[Referring expression data]
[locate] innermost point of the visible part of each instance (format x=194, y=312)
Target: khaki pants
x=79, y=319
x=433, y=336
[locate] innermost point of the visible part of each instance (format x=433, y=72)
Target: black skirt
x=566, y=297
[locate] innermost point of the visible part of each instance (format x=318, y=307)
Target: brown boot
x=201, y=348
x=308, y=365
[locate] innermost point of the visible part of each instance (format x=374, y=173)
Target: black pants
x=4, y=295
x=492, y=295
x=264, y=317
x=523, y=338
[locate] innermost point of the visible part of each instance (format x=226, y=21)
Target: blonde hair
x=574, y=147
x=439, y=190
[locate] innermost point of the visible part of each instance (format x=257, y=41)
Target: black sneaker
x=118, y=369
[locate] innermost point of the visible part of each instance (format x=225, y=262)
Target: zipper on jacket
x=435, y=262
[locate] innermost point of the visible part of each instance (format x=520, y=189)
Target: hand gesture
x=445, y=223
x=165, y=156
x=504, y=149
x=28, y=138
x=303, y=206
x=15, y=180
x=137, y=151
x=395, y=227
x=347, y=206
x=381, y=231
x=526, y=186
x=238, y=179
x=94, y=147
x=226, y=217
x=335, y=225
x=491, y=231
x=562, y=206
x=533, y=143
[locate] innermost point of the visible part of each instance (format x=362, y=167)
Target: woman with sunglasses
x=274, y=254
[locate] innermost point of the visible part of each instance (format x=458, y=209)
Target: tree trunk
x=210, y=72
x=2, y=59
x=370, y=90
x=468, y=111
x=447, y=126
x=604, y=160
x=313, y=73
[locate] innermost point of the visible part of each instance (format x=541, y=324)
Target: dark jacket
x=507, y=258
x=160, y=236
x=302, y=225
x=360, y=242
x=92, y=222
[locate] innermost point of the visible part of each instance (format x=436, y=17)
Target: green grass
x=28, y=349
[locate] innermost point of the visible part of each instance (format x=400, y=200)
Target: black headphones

▸ **ABOUT THIS TASK**
From the data above, reproduce word for word the lines running from the line with "Target: black sneaker" to the line with "(format x=520, y=189)", ends included.

▸ **EXERCISE RESPONSE**
Target: black sneaker
x=118, y=369
[locate] innermost point of the visible part of each instance (format x=225, y=262)
Target: zipper on jacket
x=435, y=262
[locate] innermost point of the visible part of each instance (format x=520, y=189)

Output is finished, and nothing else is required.